[WORK TASK 1]: In the body-image essay, rewrite the passage between "I was 15 when" and "mine wasn’t either.", inclusive, changing "car parks" to "parking lots".
[WORK TASK 2]:
Decide whether each statement agrees with the body-image essay. Answer yes or no, and quote the deciding words.
(a) The writer was 15 on first feeling that something was wrong with their body.
(b) The writer has been diagnosed with an eating disorder.
(c) The writer weighs less today than a year ago.
[WORK TASK 3]: List each distinct word or phrase that the body-image essay sets off in single quotation marks.

(TW Eating Disorders)
I was 15 when I first felt that there was something ‘wrong’ with my body. I was visiting my dad in Cork and he made fat jokes. Pretty much constantly. He then apparently had a go at my mum about my weight. I was 5’8 and a size 12 – perfectly healthy and a fairly average weight. But this was a man who oinked at women in car parks when he didn’t feel their bodies were up to his standards. And apparently, mine wasn’t either.
I had never really felt negatively about the way my body looked before then, and all of a sudden there was this overwhelming feeling of inadequacy. It didn’t matter how smart I was, or how creative I was – my body was ‘wrong’, and therefore I was ‘wrong’ too.
Today, I’m 30lbs heavier than I was a year ago. And I felt the same way about my body then as I do now. And that’s kinda terrifying because it shows the extent to which my mind is/was warped by my overwhelming feelings of negativity. Having never been diagnosed with an eating disorder, and having needed gotten to the point where I needed (as in, desperately needed) medical attention, I’ve found it really difficult to talk about my issues with food and my body. I feel like I’m not ‘allowed’ talk about my experiences, because I’ve never been ‘sick enough’. But a wonderful friend once told me that you don’t wait until you’re literally at death’s door to go to the doctor, to think you’re ‘sick enough’ with a physical illness, and so it should be the same with mental illness.

[EXTRACTED INFORMATION]:
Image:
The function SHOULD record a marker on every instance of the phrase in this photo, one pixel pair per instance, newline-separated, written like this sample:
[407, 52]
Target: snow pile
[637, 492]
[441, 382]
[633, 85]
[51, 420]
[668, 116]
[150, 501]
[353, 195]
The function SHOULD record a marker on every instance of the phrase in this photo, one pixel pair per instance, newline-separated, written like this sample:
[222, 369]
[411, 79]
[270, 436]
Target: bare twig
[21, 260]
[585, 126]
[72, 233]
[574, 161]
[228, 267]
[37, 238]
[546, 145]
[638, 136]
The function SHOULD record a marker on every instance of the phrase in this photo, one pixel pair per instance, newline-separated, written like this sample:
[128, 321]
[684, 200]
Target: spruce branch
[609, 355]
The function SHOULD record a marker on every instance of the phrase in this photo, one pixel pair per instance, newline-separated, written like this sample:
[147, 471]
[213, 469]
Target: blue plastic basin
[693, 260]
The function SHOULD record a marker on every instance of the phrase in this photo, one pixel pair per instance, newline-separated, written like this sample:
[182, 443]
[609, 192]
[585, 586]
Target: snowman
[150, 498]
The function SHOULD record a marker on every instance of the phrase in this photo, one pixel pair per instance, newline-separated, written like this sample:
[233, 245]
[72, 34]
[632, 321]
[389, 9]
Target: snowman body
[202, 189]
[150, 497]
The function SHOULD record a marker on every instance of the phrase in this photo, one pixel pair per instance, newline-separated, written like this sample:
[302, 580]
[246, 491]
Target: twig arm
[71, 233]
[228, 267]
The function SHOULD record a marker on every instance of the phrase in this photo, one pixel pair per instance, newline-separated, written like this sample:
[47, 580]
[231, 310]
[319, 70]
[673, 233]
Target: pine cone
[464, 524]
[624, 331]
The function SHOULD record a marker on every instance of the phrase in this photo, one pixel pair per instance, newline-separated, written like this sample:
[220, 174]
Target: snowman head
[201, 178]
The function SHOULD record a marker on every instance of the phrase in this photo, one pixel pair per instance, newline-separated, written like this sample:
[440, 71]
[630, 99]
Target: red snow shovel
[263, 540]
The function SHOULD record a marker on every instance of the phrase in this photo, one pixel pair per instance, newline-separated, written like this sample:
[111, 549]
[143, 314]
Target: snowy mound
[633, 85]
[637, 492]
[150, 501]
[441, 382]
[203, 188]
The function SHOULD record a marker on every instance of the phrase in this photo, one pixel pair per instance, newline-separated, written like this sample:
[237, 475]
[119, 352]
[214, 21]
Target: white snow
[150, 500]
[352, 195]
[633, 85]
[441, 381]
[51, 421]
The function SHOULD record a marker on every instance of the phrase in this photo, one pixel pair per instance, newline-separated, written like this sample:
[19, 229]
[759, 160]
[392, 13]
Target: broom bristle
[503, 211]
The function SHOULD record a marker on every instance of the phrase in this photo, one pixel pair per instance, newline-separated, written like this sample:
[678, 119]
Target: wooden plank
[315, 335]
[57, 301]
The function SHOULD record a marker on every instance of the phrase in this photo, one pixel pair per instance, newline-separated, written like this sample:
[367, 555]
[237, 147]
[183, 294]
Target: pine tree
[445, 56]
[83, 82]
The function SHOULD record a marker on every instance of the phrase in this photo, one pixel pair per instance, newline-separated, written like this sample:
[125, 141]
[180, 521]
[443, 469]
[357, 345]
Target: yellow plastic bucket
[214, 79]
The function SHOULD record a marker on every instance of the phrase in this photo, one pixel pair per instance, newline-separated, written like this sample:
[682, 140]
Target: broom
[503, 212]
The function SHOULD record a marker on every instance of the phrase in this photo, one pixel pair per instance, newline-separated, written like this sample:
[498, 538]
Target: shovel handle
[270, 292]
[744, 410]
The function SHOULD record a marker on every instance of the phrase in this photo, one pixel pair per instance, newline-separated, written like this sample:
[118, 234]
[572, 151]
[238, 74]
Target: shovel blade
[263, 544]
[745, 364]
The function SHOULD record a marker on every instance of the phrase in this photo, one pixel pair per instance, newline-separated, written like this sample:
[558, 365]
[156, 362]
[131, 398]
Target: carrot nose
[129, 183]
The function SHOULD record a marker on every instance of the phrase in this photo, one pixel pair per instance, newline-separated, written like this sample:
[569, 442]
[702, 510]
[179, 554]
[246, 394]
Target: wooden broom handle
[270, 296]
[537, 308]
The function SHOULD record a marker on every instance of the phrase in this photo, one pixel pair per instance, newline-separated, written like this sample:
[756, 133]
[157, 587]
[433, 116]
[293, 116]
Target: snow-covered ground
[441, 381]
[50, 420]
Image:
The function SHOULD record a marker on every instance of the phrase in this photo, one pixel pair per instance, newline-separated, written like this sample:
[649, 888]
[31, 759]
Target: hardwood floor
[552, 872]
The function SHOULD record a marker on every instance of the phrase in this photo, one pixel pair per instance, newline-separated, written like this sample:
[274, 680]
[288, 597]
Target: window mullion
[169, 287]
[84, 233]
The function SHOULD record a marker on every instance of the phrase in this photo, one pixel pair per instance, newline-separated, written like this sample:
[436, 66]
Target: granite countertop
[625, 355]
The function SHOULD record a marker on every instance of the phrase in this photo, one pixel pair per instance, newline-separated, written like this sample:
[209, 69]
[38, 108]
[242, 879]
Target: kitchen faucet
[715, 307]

[FINAL ANSWER 1]:
I was 15 when I first felt that there was something ‘wrong’ with my body. I was visiting my dad in Cork and he made fat jokes. Pretty much constantly. He then apparently had a go at my mum about my weight. I was 5’8 and a size 12 – perfectly healthy and a fairly average weight. But this was a man who oinked at women in parking lots when he didn’t feel their bodies were up to his standards. And apparently, mine wasn’t either.

[FINAL ANSWER 2]:
(a) Yes: "I was 15 when I first felt that there was something ‘wrong’ with my body."
(b) No: "Having never been diagnosed with an eating disorder"
(c) No: "Today, I’m 30lbs heavier than I was a year ago."

[FINAL ANSWER 3]:
- wrong
- allowed
- sick enough